#### What you are asked to do:
Restate, word for word, all of the material shown below.

#### Dataset records:
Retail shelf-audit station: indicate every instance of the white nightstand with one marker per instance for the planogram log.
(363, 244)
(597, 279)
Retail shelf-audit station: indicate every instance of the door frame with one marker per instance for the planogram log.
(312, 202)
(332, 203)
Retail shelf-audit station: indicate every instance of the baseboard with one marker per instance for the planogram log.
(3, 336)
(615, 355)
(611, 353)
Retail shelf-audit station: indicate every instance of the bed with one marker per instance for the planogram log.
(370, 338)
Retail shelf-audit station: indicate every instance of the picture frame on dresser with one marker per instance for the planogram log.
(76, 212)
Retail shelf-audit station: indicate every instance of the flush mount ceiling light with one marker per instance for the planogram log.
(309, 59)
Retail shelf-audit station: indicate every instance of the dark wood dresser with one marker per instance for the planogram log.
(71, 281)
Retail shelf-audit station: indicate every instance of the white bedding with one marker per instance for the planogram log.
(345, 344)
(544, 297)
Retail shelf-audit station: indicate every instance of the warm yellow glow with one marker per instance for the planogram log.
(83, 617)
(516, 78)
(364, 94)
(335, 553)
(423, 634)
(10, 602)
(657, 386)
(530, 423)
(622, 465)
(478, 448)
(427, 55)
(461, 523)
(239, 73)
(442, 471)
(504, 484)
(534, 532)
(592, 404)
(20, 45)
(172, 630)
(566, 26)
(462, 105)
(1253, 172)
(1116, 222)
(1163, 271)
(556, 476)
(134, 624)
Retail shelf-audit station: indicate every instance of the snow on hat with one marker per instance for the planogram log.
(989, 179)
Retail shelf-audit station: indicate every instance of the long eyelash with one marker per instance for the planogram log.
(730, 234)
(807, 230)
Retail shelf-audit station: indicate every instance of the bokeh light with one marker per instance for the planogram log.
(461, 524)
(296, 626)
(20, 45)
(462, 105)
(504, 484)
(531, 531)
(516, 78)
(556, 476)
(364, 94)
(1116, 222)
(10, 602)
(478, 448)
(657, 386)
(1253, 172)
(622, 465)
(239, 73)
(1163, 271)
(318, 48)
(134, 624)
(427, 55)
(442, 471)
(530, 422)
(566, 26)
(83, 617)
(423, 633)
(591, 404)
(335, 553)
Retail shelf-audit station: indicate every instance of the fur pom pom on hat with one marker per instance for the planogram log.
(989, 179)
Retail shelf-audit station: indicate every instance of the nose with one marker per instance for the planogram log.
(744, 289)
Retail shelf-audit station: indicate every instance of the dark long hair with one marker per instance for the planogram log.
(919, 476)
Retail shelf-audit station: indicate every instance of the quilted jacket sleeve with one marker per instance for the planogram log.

#### Result:
Retail shelf-audit station: indicate every instance of the white nightstand with one marker per instance for the planogram log.
(363, 244)
(597, 279)
Retail shelf-audit station: indicate every instance of the door frame with one marker per instance for the planogram log.
(312, 202)
(332, 203)
Retail shelf-audit station: indicate every instance of the baseboard with one marker per instance for the planogram log.
(3, 336)
(615, 355)
(611, 353)
Retail shelf-audit station: indicate every instance of the bed with one marker per instance for the planogram log.
(370, 338)
Retail shelf-audit station: indicate every instance of the picture frame on dresser with one marker per instance for the planogram log.
(76, 212)
Retail shelf-audit station: indicate every instance of the flush mount ceiling light with one marker per instance for the planogram log.
(309, 59)
Retail shelf-audit station: indicate every instance of the dark wood dresser with one marker per instance for the planogram log.
(71, 281)
Retail shelf-audit station: indicate every instance of the white bedding with one marker per instance for the planogram log.
(345, 344)
(544, 297)
Retail shelf-audit station: indicate every instance of the warm yellow glow with one marker per instance for the planogram log.
(83, 617)
(516, 78)
(364, 94)
(335, 553)
(423, 634)
(10, 602)
(657, 386)
(530, 423)
(622, 465)
(478, 448)
(427, 55)
(461, 523)
(239, 73)
(442, 471)
(504, 484)
(534, 532)
(592, 404)
(20, 45)
(172, 630)
(566, 26)
(462, 105)
(1253, 172)
(1116, 222)
(1163, 271)
(556, 476)
(134, 624)
Retail shelf-audit station: indicate every instance of the snow on hat with one marker per instance for the planogram log.
(989, 179)
Retail shelf-audit station: indicate every instance of the long eyelash with one marker per instance for the planogram log.
(730, 234)
(807, 230)
Retail shelf-audit station: indicate every instance of the bokeh light with one marker per instance for the planogram log.
(461, 524)
(296, 626)
(20, 45)
(462, 105)
(504, 484)
(531, 531)
(516, 78)
(556, 476)
(364, 94)
(1116, 222)
(10, 602)
(478, 448)
(657, 386)
(1253, 172)
(622, 465)
(239, 73)
(1163, 271)
(318, 48)
(134, 624)
(427, 55)
(442, 471)
(530, 422)
(566, 26)
(83, 617)
(423, 633)
(591, 404)
(335, 553)
Retail shelf-audit station: indicate every instance of the fur pom pom on hat with one marker per instance for the planogram log.
(989, 179)
Retail shelf-audit station: indicate every instance of the nose with one marker per instance for the planogram log.
(744, 289)
Retail shelf-audit station: indicate every instance of the dark long hair with one marker per instance for the planogram log.
(919, 476)
Retail shelf-audit station: indicate every instance of the quilted jacket sleeve with one marker per instance for the planogram log.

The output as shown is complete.